> **Brief**: Reproduce every one of the records below word for word, and leave the pictures out.

> **Point labeling data from photos**:
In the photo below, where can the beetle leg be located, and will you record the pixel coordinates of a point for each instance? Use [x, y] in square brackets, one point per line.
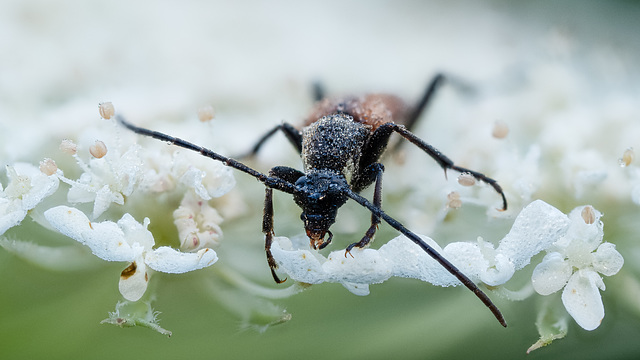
[374, 170]
[293, 135]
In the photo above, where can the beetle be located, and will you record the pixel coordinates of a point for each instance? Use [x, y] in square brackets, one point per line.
[342, 137]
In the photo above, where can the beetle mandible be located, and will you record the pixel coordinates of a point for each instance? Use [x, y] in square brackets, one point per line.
[342, 137]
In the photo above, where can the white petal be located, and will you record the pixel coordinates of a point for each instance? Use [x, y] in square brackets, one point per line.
[301, 265]
[134, 280]
[607, 260]
[551, 274]
[536, 228]
[171, 261]
[69, 221]
[9, 217]
[589, 235]
[399, 257]
[104, 198]
[193, 178]
[106, 240]
[582, 299]
[473, 262]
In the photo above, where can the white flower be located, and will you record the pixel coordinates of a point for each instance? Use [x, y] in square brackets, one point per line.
[207, 177]
[573, 263]
[197, 223]
[27, 187]
[106, 180]
[127, 240]
[535, 229]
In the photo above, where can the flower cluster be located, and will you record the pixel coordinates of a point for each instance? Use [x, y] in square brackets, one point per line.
[123, 189]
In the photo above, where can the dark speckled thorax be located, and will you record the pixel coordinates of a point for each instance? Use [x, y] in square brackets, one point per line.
[334, 143]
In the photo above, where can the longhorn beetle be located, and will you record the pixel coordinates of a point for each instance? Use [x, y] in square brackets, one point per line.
[342, 137]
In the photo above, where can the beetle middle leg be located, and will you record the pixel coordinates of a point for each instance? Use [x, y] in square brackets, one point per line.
[293, 135]
[373, 171]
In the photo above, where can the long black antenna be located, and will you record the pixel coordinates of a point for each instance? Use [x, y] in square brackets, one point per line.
[429, 250]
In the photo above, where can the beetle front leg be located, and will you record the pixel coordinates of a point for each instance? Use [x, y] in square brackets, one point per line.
[290, 176]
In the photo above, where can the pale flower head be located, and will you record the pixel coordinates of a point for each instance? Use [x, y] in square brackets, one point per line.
[197, 223]
[574, 263]
[107, 179]
[27, 187]
[129, 241]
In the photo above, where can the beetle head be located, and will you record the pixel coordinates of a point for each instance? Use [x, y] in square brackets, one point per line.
[320, 194]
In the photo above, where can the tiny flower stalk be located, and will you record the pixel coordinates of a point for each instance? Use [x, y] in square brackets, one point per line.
[138, 313]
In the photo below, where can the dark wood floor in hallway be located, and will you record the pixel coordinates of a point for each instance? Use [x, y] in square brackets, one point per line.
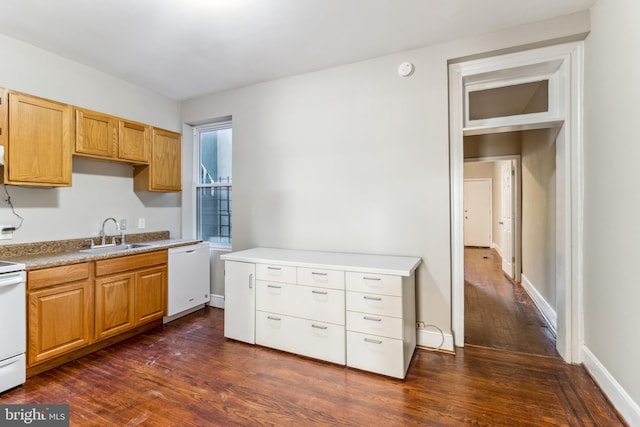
[188, 374]
[498, 313]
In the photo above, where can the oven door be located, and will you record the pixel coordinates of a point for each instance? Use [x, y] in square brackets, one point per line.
[13, 315]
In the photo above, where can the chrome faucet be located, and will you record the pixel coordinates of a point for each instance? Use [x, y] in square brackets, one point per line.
[102, 234]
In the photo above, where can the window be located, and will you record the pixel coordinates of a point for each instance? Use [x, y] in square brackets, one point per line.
[213, 182]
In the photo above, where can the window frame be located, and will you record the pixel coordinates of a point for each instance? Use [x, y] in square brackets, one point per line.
[197, 130]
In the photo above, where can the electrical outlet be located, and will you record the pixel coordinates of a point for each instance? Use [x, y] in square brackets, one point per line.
[6, 232]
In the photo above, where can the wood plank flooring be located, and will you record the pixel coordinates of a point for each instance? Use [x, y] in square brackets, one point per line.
[498, 312]
[188, 374]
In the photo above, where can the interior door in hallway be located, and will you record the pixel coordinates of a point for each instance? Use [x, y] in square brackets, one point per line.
[477, 212]
[506, 220]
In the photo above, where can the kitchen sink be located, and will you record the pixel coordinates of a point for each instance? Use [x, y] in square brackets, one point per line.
[107, 249]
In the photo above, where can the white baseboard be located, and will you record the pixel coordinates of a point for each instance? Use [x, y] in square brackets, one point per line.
[216, 301]
[547, 311]
[167, 319]
[617, 395]
[434, 339]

> **Complete response**:
In the photo below, where can the beetle leg be located, and will you record the pixel coordinates of a point for each instance? Use [x, y] in square brackets, one point per line.
[374, 170]
[293, 135]
In the photo above, where can the beetle be located, and will you record the pixel coordinates of a point for each instance? Use [x, y] in square brackets, one point per line.
[342, 137]
In the photo above, where can the beetle mandible be located, and will you record the pixel coordinates of a point for each instance? Use [x, y] in square brackets, one point per line.
[342, 137]
In the photo above, where can the white petal be located, and will you record the pixel coordinates of a point for each instance? Use [x, y] in square brackets, one point per line.
[301, 265]
[134, 280]
[607, 260]
[551, 274]
[536, 228]
[171, 261]
[69, 221]
[9, 217]
[589, 235]
[399, 257]
[104, 198]
[193, 178]
[106, 240]
[582, 299]
[473, 262]
In the photo above, where can the white flower be located, and will you record the pixel coordinates of a point for each instance? Use [x, y] in square brackets, one point per line.
[207, 177]
[573, 263]
[197, 223]
[27, 187]
[106, 180]
[127, 240]
[535, 229]
In the photo above, where can the flower cluster be located, and will you record the pixel coordinates of a point for each instance? Use [x, y] in square brackets, one point per line.
[123, 189]
In the photo above, where can the dark speckled thorax be located, and will you record the pixel coordinates of a point for each instance? Use [x, y] in square brackets, one point per line.
[334, 143]
In the photo above, where can the longhorn beetle be located, and will you record the pixel coordinates of a point for each instance? Use [x, y] in square brackets, one point per line.
[342, 137]
In the photo above, where can the beetle middle leg be located, and will you record the pixel coordinates of a point for each instance? Use [x, y] in square brackets, one point per line.
[293, 135]
[373, 171]
In the photo above, where can the long black antenna be located, and will you record the pixel coordinates of a point for each instance? Use [x, y] in square brackets, one point per line.
[429, 250]
In the photo above, where can the beetle front leg be located, and will you record the pixel coordinates of a point for each instance? Use [x, y] in square brackets, one point per line.
[290, 176]
In the photo above, where can the pale flower head be located, and will you record the pixel coordinates of a point for each instance? Use [x, y] in square brackets, one point per line.
[197, 223]
[574, 263]
[107, 179]
[27, 187]
[129, 241]
In the photo above, where can the beetle head be located, and will you record the pixel coordinates of a point for each instance? Use [x, y] in square brackets, one point per line.
[320, 194]
In the photo above, where can the tiny flower stalk be located, and will you record the pixel coordinates of a point for each instance? Use [x, y] in square brackets, one point per line.
[138, 313]
In the photo below, where can the dark wood floor in hallway be located, and will you record the pixel coordinates of a point for each instance? Use [x, y] in square brackets, one point per line.
[188, 374]
[498, 313]
In the photo above, where can the oven door be located, and will you record the pixel coordinates of a point for each instance? Use [x, y] in square brackets, one point per line.
[13, 315]
In the photo above, where can the chrome faucet be located, and will you record the pixel coordinates of a point for each instance? Use [x, y] in square brackets, one point per line.
[102, 234]
In the photo above, where can the window be located, and will you record the pixel coordinates of a point for each instance? Use [x, y] in square brackets, one point per line.
[213, 182]
In the photo above, where can the window frame be located, and will you record the pixel coordinates of a point for each instance? Use [x, y] in square brackets, one point per line.
[197, 130]
In the photo above, where can the electrical outlet be located, and will you record the pixel coordinates of a point for each instance? Use [x, y] in square brackets, one point per line.
[6, 232]
In the photo above, where can the wood plank flooring be located, and will you record the pixel coordinates of a point for each instance? Use [x, y] in square brackets, one point per line.
[498, 312]
[188, 374]
In the photo above, where can the interior door in hallway be located, and will you record the pixel coordinates of a point for each instance? Use [x, y] in square brackets, one point per line.
[477, 212]
[506, 220]
In the photo above, where can the kitchen sink be located, and will you record the pixel coordinates of a point for each instance? Use [x, y] in square brackets, one point per line.
[107, 249]
In the photo above, where can the white baseboard be located, and will you record the pixel coordinates of a point for each instance? Use [x, y] in square brackets, one point per line.
[216, 301]
[547, 311]
[167, 319]
[617, 395]
[434, 339]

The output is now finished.